** begin Text extract **

Help for package LilRhino

Type:

Package

Title:

For Implementation of Feed Reduction, Learning Examples, NLP and Code Management

Version:

1.2.2

Author:

Travis Barton (2018)

Maintainer:

Travis Barton <travisdatabarton@gmail.com>

Description:

This is for code management functions, NLP tools, a Monty Hall simulator, and for implementing my own variable reduction technique called Feed Reduction. The Feed Reduction technique is not yet published, but is merely a tool for implementing a series of binary neural networks meant for reducing data into N dimensions, where N is the number of possible values of the response variable.

** end Text extract **

### Things to do
(a) List every field heading that appears on the LilRhino help page, in the order it appears.
(b) Check each statement against the LilRhino help page and answer yes or no, quoting the words that decide it: (i) The Feed Reduction technique has already been published. (ii) The package is at version 1.2.2. (iii) Feed Reduction reduces data into as many dimensions as the response variable has possible values.

** begin Stored data **

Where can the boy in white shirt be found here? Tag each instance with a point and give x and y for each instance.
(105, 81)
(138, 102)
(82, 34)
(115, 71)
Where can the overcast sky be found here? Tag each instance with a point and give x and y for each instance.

** end Stored data **

### Complete answers
(a) Type, Title, Version, Author, Maintainer, Description

(b)
(i) No: "The Feed Reduction technique is not yet published"
(ii) Yes: "Version: 1.2.2"
(iii) Yes: "reducing data into N dimensions, where N is the number of possible values of the response variable"